-- Begin --
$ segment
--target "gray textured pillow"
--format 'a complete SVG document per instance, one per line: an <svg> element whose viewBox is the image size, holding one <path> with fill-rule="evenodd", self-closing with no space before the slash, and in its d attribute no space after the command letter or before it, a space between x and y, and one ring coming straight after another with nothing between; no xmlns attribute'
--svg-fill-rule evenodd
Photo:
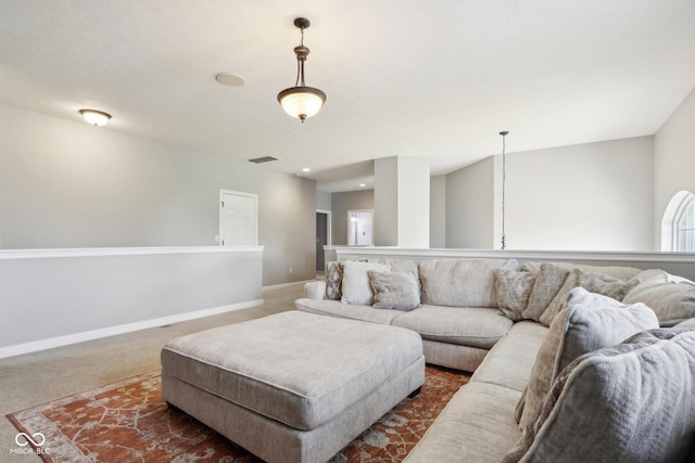
<svg viewBox="0 0 695 463"><path fill-rule="evenodd" d="M528 430L535 423L553 382L572 360L656 327L656 314L644 304L627 306L582 287L572 290L567 308L551 323L535 357L519 421L521 429Z"/></svg>
<svg viewBox="0 0 695 463"><path fill-rule="evenodd" d="M661 326L673 326L695 317L694 282L664 270L646 270L637 278L642 282L628 293L626 304L646 304L656 312Z"/></svg>
<svg viewBox="0 0 695 463"><path fill-rule="evenodd" d="M422 304L497 308L494 269L518 269L501 259L441 259L420 261Z"/></svg>
<svg viewBox="0 0 695 463"><path fill-rule="evenodd" d="M525 319L541 321L541 316L565 284L569 272L569 270L553 263L541 265L539 276L533 285L531 296L529 296L529 304L522 313Z"/></svg>
<svg viewBox="0 0 695 463"><path fill-rule="evenodd" d="M410 272L377 272L369 270L374 290L374 308L413 310L420 305L415 276Z"/></svg>
<svg viewBox="0 0 695 463"><path fill-rule="evenodd" d="M324 299L340 300L342 297L340 287L343 283L343 262L330 261L326 262L325 267L326 295Z"/></svg>
<svg viewBox="0 0 695 463"><path fill-rule="evenodd" d="M576 287L583 287L590 293L597 293L621 301L639 283L640 280L636 278L620 280L604 273L584 272L579 268L573 269L547 306L547 309L541 314L541 323L549 326L555 316L565 308L569 293Z"/></svg>
<svg viewBox="0 0 695 463"><path fill-rule="evenodd" d="M495 269L495 290L500 311L508 319L522 320L521 313L529 304L529 296L538 272L520 272L517 270Z"/></svg>
<svg viewBox="0 0 695 463"><path fill-rule="evenodd" d="M345 260L343 262L343 304L362 304L371 306L374 304L374 291L369 282L369 270L388 272L391 267L372 262L356 262Z"/></svg>
<svg viewBox="0 0 695 463"><path fill-rule="evenodd" d="M565 369L504 463L684 462L695 438L695 331L652 330Z"/></svg>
-- End --
TASK DETAILS —
Copy the material above, changing "pillow" to "cushion" and leaving everything else as it is. Omit the pictures.

EXPECTED ANSWER —
$ segment
--target "gray textured cushion"
--format 'a complete SVG document per instance, one per line: an <svg> element whose viewBox is the image size, holding one <path> with fill-rule="evenodd", self-closing with no space before the slash, and in its d attribute no space after the command letter or before it, a space between x and y, and one ring coming straight after another with nothing between; no xmlns attribute'
--svg-fill-rule evenodd
Photo:
<svg viewBox="0 0 695 463"><path fill-rule="evenodd" d="M528 430L535 423L553 382L572 360L656 327L656 314L644 304L627 306L582 287L572 290L567 308L551 323L535 357L519 421L521 429Z"/></svg>
<svg viewBox="0 0 695 463"><path fill-rule="evenodd" d="M661 326L673 326L695 317L694 282L664 270L646 270L637 278L642 282L628 293L626 304L646 304L656 312Z"/></svg>
<svg viewBox="0 0 695 463"><path fill-rule="evenodd" d="M422 304L497 308L494 269L518 269L501 259L441 259L420 261Z"/></svg>
<svg viewBox="0 0 695 463"><path fill-rule="evenodd" d="M525 319L541 321L541 316L565 284L569 272L569 270L553 263L541 265L539 276L533 285L531 296L529 296L529 304L522 313Z"/></svg>
<svg viewBox="0 0 695 463"><path fill-rule="evenodd" d="M410 272L377 272L369 270L374 290L374 308L413 310L420 305L415 276Z"/></svg>
<svg viewBox="0 0 695 463"><path fill-rule="evenodd" d="M324 299L340 300L342 297L340 287L343 283L343 262L330 261L326 262L325 267L326 295Z"/></svg>
<svg viewBox="0 0 695 463"><path fill-rule="evenodd" d="M576 287L583 287L590 293L597 293L621 301L639 283L640 280L636 278L620 280L604 273L584 272L579 268L573 269L547 306L547 309L541 314L541 323L549 326L555 316L565 308L569 293Z"/></svg>
<svg viewBox="0 0 695 463"><path fill-rule="evenodd" d="M495 269L495 290L500 311L508 319L522 320L521 313L529 304L529 296L538 272L520 272L517 270Z"/></svg>
<svg viewBox="0 0 695 463"><path fill-rule="evenodd" d="M345 260L343 262L343 304L362 304L371 306L374 304L374 291L369 282L369 270L388 272L391 267L372 262L356 262Z"/></svg>
<svg viewBox="0 0 695 463"><path fill-rule="evenodd" d="M565 369L504 463L684 462L695 438L695 331L652 330Z"/></svg>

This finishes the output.